(Excerpts from a location annotation dataset)
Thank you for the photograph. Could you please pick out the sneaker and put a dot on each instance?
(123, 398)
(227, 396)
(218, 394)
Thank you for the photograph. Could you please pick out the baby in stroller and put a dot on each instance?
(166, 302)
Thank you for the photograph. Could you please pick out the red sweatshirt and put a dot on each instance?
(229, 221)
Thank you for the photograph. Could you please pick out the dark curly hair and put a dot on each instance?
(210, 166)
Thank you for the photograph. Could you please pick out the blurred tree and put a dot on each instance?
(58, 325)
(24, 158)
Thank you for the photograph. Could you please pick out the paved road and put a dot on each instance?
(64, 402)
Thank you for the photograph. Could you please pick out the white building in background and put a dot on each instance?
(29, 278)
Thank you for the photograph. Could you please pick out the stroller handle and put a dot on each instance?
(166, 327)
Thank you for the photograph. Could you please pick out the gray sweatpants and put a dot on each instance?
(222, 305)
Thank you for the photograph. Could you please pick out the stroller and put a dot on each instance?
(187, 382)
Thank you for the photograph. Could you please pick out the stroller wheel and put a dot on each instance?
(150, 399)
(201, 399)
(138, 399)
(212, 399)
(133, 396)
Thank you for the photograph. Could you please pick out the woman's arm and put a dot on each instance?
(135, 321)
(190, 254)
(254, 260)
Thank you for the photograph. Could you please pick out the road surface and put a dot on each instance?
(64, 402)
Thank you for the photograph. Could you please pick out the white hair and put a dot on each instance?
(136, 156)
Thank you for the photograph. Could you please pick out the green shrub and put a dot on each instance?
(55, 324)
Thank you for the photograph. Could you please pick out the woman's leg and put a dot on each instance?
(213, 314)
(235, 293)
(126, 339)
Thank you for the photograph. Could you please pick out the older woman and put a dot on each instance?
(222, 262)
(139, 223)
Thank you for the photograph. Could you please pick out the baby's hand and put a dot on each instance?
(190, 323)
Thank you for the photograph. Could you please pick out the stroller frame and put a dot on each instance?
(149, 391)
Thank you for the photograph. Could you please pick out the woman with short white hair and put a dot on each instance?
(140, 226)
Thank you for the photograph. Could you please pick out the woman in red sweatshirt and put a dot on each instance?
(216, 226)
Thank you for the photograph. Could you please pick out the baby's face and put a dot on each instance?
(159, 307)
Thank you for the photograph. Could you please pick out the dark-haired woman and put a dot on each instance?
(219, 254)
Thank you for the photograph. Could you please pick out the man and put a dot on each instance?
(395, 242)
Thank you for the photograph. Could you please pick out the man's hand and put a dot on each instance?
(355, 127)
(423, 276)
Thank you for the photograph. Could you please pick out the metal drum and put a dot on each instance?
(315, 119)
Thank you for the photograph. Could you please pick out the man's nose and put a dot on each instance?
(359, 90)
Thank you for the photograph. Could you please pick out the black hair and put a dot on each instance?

REQUIREMENTS: Recast the entries from the line containing "the man's hand" through the end of the entries as a JSON list of strings, one string per line, with blank lines left out.

THE OUTPUT:
[
  "Thank you for the photograph. Could you please pick out the man's hand and put a dot on each instance?",
  "(355, 127)",
  "(423, 276)",
  "Thank you for the photograph. Could you please pick out the metal drum and put a dot on each instance?",
  "(315, 119)",
  "Thank you for the photograph. Could you please pick out the man's nose and put a dot on each instance?",
  "(359, 90)",
  "Thank you for the photograph. Could you please pick out the black hair and put a dot on each instance?"
]